**GIVEN INSTRUCTION:** Rewrite every line of the items below as a numbered list, omitting blank lines.

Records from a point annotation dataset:
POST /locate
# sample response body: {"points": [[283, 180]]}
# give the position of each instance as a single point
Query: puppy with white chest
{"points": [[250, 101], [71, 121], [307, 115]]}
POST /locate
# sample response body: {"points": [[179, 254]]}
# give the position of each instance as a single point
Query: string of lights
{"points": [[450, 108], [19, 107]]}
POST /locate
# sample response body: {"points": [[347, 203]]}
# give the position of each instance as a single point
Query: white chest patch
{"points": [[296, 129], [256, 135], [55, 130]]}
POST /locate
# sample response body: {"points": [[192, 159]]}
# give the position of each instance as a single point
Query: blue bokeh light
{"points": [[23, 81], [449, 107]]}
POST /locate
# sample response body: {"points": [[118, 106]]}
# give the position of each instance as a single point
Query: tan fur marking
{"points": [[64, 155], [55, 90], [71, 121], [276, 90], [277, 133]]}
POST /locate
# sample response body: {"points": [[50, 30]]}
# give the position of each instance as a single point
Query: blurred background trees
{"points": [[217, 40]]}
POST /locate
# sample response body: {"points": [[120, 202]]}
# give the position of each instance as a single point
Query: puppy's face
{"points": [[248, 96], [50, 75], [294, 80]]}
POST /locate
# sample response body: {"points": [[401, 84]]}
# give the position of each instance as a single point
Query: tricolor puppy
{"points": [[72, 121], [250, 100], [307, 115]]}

**EXERCISE ANSWER:**
1. POST /locate
2. # sample response body: {"points": [[283, 180]]}
3. # give the position of each instance as a single point
4. Query: puppy with white chest
5. {"points": [[250, 101], [71, 121], [307, 115]]}
6. POST /locate
7. # sample response body: {"points": [[179, 254]]}
8. # give the position of each instance as a single point
9. Query: string of lights
10. {"points": [[450, 108], [19, 107]]}
11. POST /locate
12. # sample response body: {"points": [[347, 203]]}
13. # give the position of each instance as a single point
14. Query: white chest patch
15. {"points": [[296, 129], [256, 135], [55, 130]]}
16. POST /locate
17. # sample response body: {"points": [[192, 159]]}
18. # give the position of each instance as a single point
19. Query: blue bokeh light
20. {"points": [[23, 81], [449, 107]]}
21. POST /locate
22. # sample response body: {"points": [[118, 106]]}
23. # give the position of each instance as a single point
24. Query: tan fur marking
25. {"points": [[64, 155], [55, 90], [71, 121], [276, 90], [277, 133]]}
26. POST /locate
27. # sample response body: {"points": [[50, 30]]}
28. # give the position of each instance as a single point
29. Query: blurred background trees
30. {"points": [[217, 40]]}
31. POST /locate
32. # sample response body: {"points": [[120, 202]]}
33. # give the position of each instance as a single point
34. Query: puppy's face
35. {"points": [[248, 96], [50, 75], [294, 80]]}
36. POST /locate
37. # sample response body: {"points": [[401, 84]]}
38. # give the position of each instance as a single point
39. Query: tricolor puppy
40. {"points": [[72, 121], [250, 100], [307, 115]]}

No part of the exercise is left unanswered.